### Task statement
Omit all images. Transcribe the rest of the material below exactly.

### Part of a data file
==============================

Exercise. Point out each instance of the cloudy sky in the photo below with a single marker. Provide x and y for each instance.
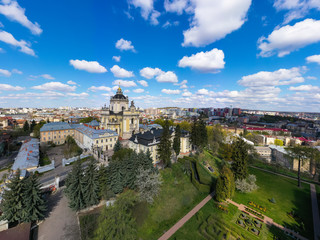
(189, 53)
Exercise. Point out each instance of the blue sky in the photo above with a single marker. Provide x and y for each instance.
(186, 53)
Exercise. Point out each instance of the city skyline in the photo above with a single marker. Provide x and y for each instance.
(248, 54)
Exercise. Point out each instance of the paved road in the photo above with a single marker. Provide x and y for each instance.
(186, 218)
(315, 212)
(61, 222)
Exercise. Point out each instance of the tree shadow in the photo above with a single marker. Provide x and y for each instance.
(52, 202)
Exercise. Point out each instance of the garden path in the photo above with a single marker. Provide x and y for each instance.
(186, 218)
(267, 220)
(315, 212)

==============================

### Output of the exercise
Exercise. Point out each instance of the cloudy sky in the photo below with a single marker. Provide x and y for each instance.
(189, 53)
Exercise. Point out each instance of the blue sky in the photo above with a single marker. Provide x and y for each instance.
(186, 53)
Exercise. Point out each instance of the city skyline in the photo above with a single marker. Provide x and y for each instance.
(248, 54)
Exercise. Point out each instance of the paved road in the photo above with a single marker. Provide x and y for each instance.
(186, 218)
(315, 212)
(61, 222)
Exercise. Point out each instance of the tree shadow in the photo above with a single marker. Provide x and y for each instance.
(52, 202)
Exercise. Point out each instance of the garden path in the photo above with a single marker. Provide x and y for each instance.
(186, 218)
(267, 220)
(315, 212)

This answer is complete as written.